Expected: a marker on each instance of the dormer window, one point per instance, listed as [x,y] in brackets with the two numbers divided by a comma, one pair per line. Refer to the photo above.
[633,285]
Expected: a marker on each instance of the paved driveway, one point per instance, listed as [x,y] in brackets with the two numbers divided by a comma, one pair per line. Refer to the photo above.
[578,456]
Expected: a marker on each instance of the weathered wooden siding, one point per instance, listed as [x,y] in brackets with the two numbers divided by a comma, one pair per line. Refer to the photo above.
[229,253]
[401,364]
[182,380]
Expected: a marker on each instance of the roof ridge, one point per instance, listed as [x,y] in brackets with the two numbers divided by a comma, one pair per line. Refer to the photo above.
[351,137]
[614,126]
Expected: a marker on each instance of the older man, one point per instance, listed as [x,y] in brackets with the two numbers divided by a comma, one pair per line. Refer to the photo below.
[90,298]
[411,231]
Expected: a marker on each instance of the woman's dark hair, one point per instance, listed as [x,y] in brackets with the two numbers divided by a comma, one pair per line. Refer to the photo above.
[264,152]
━━━
* TASK *
Nothing should be returned except the lines from the one holding "Expected: a marker on each instance of the woman's" through the final line of the listing, exactly as they appear.

* RESULT OF THIS TASK *
Expected: a marker on each instance of the woman's dark hair, one point per instance, listed as [x,y] in brackets with the two numbers divided by a comma, one pair per line. Refer to the photo above.
[264,152]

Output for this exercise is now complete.